Reading passage:
In particular, the reward signal is not the place to impart to the agent prior knowledge about how to achieve what it to do.

### 3.3 Returns and Episodes¶

• episodic tasks: $G_t \doteq R_{t+1} + R_{t+2} + R_{t+3} + \cdots + R_T$, $\quad G_t$ is expected return.
• continuing tasks: $G_t \doteq R_{t+1} + \gamma R_{t+2} + \gamma^2 R_{t+3} + \cdots = \displaystyle \sum_{k=0}^\infty \gamma^k R_{t+k+1} = R_{t+1} + \gamma G_{t+1}$
• $\gamma$ is called discount rate, and $0 \leq \gamma \leq 1$
• $G_T = 0$ often makes it easy to compute returns from reward sequences.
##### exercise 3.8¶

0 for escaping from the maze and -1 at all other times

##### exercise 3.10¶

$G_1 = \frac{7}{1 - r} = 70$

$G_0 = R_1 + 0.9 G_1 = 65$

##### exercise 3.11¶
\begin{align} G_t &= \sum_{k=0}^\infty r^k \\ &= 1 + r \sum_{k=0}^\infty r^k \\ &= 1 + r G_t \\ &= \frac1{1 - r} \end{align}

### 3.4 Unified Notation for Episodic and Continuing Tasks¶

$G_t \doteq \sum_{k=t+1}^T \gamma^{k-t-1} R_k$, including the possibility that $T = \infty$ or $\gamma = 1$.

Data lines:
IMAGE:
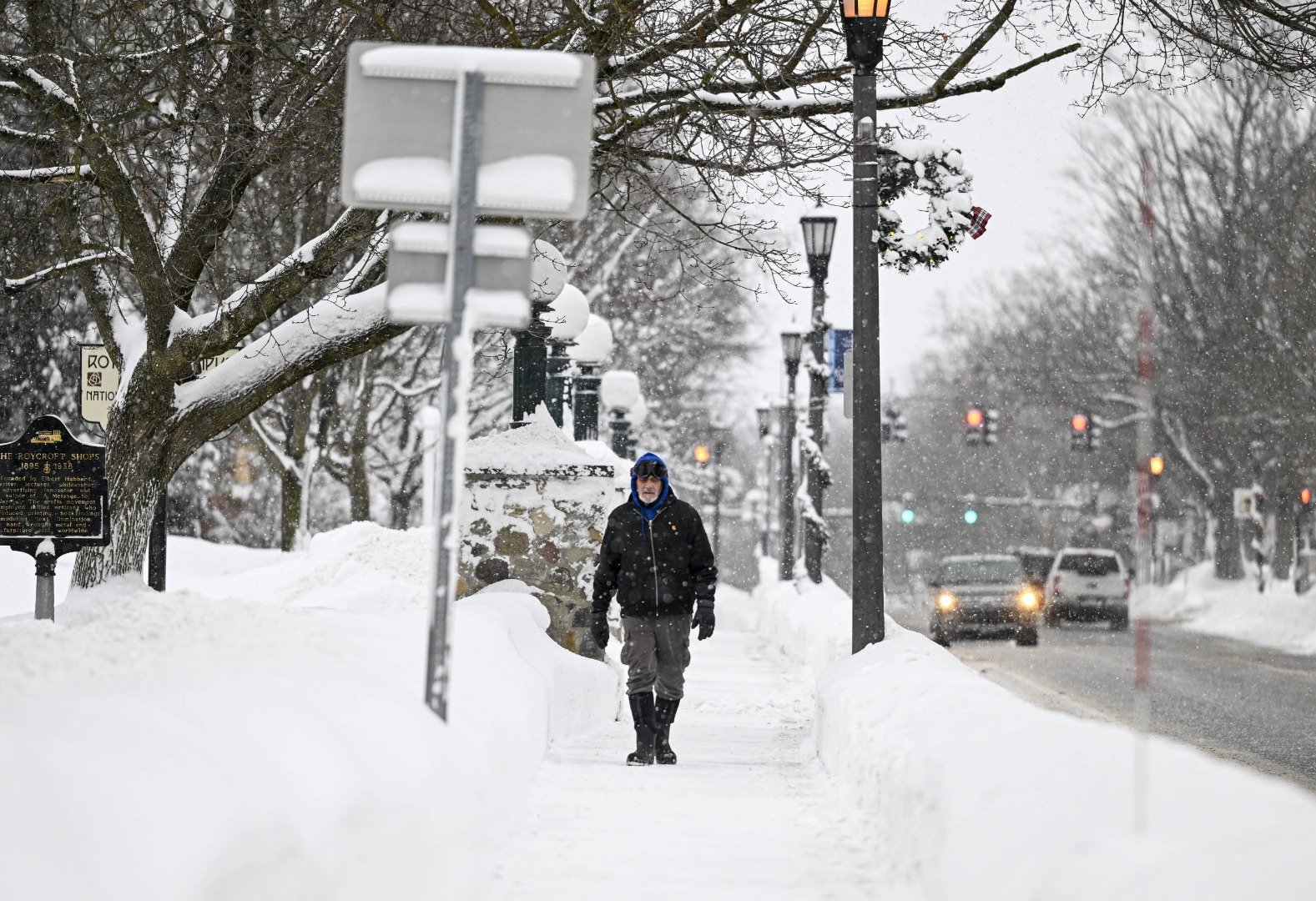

Instructions to follow: List every exercise number that has its own heading in the notes on returns and episodes.

Answer in full: 3.8, 3.10, 3.11